- REQUIRED WORK -
Count the lines of the records that contain the string "woman", treating case as significant. Reply with the number only.

- EXTRACTED MATERIAL -
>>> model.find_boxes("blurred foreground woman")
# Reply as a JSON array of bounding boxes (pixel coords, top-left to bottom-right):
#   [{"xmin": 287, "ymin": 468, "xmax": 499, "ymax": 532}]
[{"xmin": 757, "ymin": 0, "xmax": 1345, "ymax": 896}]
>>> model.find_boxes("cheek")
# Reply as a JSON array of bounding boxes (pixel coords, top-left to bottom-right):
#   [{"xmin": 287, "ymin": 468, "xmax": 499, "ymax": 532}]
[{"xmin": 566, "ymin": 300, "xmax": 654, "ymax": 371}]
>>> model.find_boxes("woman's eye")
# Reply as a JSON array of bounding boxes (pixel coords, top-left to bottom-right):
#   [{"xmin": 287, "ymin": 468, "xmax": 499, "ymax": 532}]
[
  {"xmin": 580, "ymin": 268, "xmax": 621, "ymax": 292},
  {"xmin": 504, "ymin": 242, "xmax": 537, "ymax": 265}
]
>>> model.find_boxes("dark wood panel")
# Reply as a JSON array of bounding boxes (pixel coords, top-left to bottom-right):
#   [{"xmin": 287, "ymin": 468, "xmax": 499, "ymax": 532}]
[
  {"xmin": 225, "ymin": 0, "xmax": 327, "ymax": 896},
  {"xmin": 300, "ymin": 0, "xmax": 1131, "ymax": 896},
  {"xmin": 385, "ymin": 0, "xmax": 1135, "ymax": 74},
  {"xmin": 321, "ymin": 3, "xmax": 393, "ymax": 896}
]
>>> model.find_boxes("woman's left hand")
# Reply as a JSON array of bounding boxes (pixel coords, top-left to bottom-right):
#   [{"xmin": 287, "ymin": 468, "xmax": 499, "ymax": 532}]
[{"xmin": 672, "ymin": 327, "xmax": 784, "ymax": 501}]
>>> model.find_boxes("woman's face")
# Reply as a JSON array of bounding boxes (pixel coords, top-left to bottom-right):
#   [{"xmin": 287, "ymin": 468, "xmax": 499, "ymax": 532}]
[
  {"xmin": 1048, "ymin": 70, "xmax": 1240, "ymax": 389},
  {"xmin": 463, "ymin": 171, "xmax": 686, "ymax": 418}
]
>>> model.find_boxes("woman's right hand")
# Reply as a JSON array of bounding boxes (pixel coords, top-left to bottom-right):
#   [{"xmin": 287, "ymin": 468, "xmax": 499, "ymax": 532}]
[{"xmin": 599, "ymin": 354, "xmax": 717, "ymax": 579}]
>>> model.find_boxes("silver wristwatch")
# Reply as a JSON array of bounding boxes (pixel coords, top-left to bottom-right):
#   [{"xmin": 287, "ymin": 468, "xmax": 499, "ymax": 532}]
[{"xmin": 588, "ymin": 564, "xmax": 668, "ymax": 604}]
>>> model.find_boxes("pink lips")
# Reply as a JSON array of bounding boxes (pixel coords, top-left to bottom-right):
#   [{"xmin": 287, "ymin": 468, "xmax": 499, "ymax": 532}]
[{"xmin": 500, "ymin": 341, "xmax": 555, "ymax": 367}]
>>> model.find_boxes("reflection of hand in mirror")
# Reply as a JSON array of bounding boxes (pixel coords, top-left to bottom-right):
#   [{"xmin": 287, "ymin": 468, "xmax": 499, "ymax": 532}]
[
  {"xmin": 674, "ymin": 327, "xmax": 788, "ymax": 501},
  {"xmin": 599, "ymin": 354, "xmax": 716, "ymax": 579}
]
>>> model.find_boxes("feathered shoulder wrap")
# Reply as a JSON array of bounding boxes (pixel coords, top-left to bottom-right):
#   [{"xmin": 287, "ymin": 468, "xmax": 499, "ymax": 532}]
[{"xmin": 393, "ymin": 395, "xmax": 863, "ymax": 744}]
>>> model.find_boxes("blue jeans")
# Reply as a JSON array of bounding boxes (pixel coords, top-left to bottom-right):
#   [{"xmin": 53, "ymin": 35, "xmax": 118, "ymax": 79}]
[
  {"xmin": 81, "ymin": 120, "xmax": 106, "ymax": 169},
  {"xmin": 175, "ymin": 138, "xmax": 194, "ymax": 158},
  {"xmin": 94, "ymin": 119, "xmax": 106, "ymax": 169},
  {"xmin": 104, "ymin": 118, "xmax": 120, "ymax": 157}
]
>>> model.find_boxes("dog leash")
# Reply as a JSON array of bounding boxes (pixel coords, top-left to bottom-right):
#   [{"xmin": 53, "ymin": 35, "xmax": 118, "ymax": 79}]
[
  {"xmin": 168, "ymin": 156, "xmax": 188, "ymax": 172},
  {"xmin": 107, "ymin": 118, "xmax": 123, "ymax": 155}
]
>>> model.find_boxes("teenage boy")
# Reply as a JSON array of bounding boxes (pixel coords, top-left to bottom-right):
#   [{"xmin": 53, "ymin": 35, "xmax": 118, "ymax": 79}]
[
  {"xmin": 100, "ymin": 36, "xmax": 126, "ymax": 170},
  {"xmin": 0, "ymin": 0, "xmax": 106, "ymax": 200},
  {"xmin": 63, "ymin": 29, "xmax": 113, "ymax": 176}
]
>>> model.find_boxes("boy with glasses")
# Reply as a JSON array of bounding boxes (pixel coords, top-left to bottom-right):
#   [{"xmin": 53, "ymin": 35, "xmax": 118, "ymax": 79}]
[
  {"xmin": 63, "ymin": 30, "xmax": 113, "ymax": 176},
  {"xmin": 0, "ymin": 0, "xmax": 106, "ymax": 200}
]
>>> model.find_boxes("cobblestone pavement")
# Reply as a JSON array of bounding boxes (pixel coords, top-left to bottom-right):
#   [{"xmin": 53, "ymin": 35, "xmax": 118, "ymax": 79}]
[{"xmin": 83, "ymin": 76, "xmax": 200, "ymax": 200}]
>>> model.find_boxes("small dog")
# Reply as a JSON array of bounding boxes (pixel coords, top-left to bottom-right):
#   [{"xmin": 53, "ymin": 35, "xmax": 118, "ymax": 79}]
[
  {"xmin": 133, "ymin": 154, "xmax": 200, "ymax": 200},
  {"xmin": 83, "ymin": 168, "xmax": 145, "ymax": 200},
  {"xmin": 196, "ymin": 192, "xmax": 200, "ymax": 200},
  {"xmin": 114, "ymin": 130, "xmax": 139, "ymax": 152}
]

- FINAL ANSWER -
5